- **Task instructions**
Can you transcribe every record below exactly as it appears?

(Pointing records)
----

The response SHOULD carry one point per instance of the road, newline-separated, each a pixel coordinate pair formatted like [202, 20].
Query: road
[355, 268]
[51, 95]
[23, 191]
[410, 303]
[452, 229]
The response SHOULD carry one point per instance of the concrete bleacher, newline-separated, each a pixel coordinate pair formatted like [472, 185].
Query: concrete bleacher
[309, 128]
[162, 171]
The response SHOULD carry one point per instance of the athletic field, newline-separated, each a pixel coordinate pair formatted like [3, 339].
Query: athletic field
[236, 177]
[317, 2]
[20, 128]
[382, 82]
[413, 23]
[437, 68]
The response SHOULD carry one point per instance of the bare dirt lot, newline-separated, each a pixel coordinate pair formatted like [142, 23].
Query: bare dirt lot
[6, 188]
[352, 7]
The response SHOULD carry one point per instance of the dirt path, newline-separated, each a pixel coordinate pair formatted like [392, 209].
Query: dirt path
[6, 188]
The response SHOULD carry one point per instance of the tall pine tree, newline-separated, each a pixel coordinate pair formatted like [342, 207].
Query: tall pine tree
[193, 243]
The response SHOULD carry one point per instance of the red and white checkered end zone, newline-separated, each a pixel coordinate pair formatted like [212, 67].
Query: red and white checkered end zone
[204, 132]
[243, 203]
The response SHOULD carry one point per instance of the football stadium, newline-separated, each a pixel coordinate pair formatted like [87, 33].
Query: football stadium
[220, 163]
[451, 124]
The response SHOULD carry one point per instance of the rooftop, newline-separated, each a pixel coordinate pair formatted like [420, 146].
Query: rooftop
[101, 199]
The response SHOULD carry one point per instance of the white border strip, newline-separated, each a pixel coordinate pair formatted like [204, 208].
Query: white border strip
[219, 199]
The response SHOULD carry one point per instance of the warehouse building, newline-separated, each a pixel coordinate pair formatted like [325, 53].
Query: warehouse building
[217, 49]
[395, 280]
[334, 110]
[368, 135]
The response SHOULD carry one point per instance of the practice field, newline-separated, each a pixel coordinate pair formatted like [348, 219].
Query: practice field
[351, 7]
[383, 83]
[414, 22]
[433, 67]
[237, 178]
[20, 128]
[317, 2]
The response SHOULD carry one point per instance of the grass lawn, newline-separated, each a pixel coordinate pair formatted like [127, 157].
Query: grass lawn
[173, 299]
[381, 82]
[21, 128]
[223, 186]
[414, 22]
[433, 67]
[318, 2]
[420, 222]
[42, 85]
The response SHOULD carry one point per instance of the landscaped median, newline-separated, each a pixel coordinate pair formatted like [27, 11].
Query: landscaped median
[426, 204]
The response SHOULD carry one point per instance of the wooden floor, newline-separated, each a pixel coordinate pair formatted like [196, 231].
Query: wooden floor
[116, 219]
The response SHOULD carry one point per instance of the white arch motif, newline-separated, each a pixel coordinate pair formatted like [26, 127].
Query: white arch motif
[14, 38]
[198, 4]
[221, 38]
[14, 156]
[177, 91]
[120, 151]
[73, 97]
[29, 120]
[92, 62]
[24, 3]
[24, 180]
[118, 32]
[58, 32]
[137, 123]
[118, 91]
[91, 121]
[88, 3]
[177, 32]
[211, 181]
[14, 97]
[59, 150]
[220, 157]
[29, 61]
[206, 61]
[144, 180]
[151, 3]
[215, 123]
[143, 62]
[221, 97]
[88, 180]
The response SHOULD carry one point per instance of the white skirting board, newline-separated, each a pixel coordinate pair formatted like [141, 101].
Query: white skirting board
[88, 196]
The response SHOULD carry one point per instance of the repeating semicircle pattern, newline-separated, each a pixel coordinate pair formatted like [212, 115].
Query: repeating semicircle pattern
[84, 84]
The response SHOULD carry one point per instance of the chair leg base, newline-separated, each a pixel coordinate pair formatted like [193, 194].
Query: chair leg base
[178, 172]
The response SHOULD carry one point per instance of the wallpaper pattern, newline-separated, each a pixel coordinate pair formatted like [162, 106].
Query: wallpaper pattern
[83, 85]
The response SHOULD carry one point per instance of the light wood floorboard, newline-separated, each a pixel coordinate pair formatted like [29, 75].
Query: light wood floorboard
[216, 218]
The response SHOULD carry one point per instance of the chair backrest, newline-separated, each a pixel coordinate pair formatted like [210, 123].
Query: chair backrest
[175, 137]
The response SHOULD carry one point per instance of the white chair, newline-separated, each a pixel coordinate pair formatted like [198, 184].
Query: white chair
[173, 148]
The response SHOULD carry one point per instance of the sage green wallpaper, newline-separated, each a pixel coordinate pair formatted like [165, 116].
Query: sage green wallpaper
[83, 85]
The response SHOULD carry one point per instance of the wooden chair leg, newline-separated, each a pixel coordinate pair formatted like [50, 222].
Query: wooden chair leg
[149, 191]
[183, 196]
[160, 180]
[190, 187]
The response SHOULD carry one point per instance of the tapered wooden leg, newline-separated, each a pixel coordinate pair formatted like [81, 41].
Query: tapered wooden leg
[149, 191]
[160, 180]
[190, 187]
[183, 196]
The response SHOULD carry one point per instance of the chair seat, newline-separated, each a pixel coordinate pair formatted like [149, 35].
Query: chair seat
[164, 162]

----

- **Solution**
The response SHOULD carry one point per instance of the road, newline-separated, each a pixel coordinate pair formatted like [202, 20].
Query: road
[355, 268]
[51, 95]
[23, 191]
[410, 303]
[452, 229]
The response SHOULD carry one point per instance of the concrete bleacher, newline-separated, each a pixel coordinate pair formatted like [472, 185].
Query: concrete bleacher
[309, 128]
[162, 171]
The response SHOULD carry one point per instance of the athletic field, newline-separated, each a pixel coordinate pair formatted like [3, 339].
Query: athletic field
[236, 177]
[317, 2]
[20, 128]
[382, 82]
[413, 23]
[437, 68]
The response SHOULD carry one point per instance of the bare dirt lot, newline-separated, each a pixel coordinate pair formatted like [142, 23].
Query: bare dirt lot
[6, 188]
[352, 7]
The response SHOULD carry one point per instance of the dirt path, newline-separated, each a pixel coordinate pair formatted like [392, 209].
Query: dirt path
[6, 188]
The response SHOULD carry one point per instance of the tall pine tree, newline-separated, each a pixel coordinate pair formatted like [342, 207].
Query: tall pine tree
[193, 243]
The response SHOULD carry one point per instance of the red and white checkered end zone, newline-separated, each a pixel coordinate pair formatted like [212, 67].
Query: red and white checkered end zone
[204, 132]
[243, 203]
The response SHOULD carry one point per instance of the football stadium, newline-separated, each a pixel coordinate pair formatted like [87, 33].
Query: football stadium
[220, 163]
[451, 124]
The response SHOULD carry one point per instance of the rooftop, newline-separated, each a pixel coordinate pair formatted like [420, 146].
Query: rooftop
[101, 199]
The response SHOULD carry one point per instance of the white border strip, newline-separated, each a pixel coordinate pair formatted like [204, 208].
Query: white border strip
[219, 199]
The response SHOULD carry one point per instance of the warehouse building, newline-separated, each a pixel coordinate pair formatted like [325, 53].
Query: warehouse building
[217, 49]
[395, 280]
[334, 110]
[368, 135]
The response SHOULD carry one point per instance of the practice field, newline-separated, each a pixel coordinate pair formatted like [348, 219].
Query: practice field
[351, 7]
[383, 83]
[414, 22]
[433, 67]
[237, 178]
[20, 128]
[317, 2]
The response SHOULD carry one point per instance of the grass lawn, newline-separated, each a pixel coordinate pair formatted like [127, 157].
Query: grass lawn
[173, 299]
[381, 82]
[21, 128]
[223, 186]
[414, 22]
[433, 67]
[318, 2]
[420, 222]
[42, 85]
The response SHOULD carry one point per instance of the landscaped median, newline-separated, each a pixel coordinate pair formatted like [27, 11].
Query: landscaped median
[426, 204]
The response SHOULD carry one point per instance of the wooden floor, newline-separated, each a pixel coordinate pair formatted like [196, 231].
Query: wooden floor
[116, 219]
The response SHOULD carry one point per instance of the white arch motif, newline-separated, each a pixel coordinate pair formatted like [26, 127].
Query: white arch motif
[14, 38]
[198, 4]
[221, 38]
[14, 156]
[177, 91]
[120, 151]
[73, 97]
[29, 120]
[92, 62]
[24, 3]
[24, 180]
[118, 32]
[58, 32]
[137, 123]
[118, 91]
[91, 121]
[88, 3]
[177, 32]
[211, 181]
[14, 97]
[59, 150]
[220, 157]
[29, 61]
[206, 61]
[144, 180]
[151, 3]
[215, 123]
[143, 62]
[221, 97]
[88, 180]
The response SHOULD carry one point per instance of the white skirting board, newline-separated, each a pixel coordinate pair formatted like [141, 101].
Query: white skirting board
[88, 196]
The response SHOULD carry one point per instance of the repeating semicircle pattern, newline-separated, each a pixel coordinate pair formatted like [212, 115].
Query: repeating semicircle pattern
[84, 84]
The response SHOULD carry one point per instance of the chair leg base, newline-separated, each a pixel coordinate pair formatted like [193, 194].
Query: chair leg base
[178, 172]
The response SHOULD carry one point per instance of the wallpaper pattern, newline-separated, each a pixel coordinate pair formatted like [162, 106].
Query: wallpaper pattern
[83, 85]
The response SHOULD carry one point per instance of the light wood floorboard, newline-separated, each a pixel coordinate pair formatted like [29, 75].
Query: light wood floorboard
[216, 218]
The response SHOULD carry one point per instance of the chair backrest, newline-separated, each a pixel coordinate pair formatted like [210, 123].
Query: chair backrest
[175, 137]
The response SHOULD carry one point per instance of the white chair, newline-separated, each a pixel coordinate pair formatted like [198, 184].
Query: white chair
[173, 148]
The response SHOULD carry one point per instance of the sage green wallpaper, newline-separated, each a pixel coordinate pair formatted like [165, 116].
Query: sage green wallpaper
[83, 85]
The response SHOULD carry one point per instance of the wooden chair leg, newline-separated, each a pixel coordinate pair formatted like [50, 222].
Query: wooden chair leg
[149, 191]
[183, 196]
[160, 180]
[190, 187]
The response SHOULD carry one point per instance of the tapered wooden leg, newline-separated, each a pixel coordinate pair formatted like [81, 41].
Query: tapered wooden leg
[149, 191]
[160, 180]
[190, 187]
[183, 196]
The response SHOULD carry one point per instance of the chair seat, newline-separated, each a pixel coordinate pair formatted like [149, 35].
Query: chair seat
[164, 162]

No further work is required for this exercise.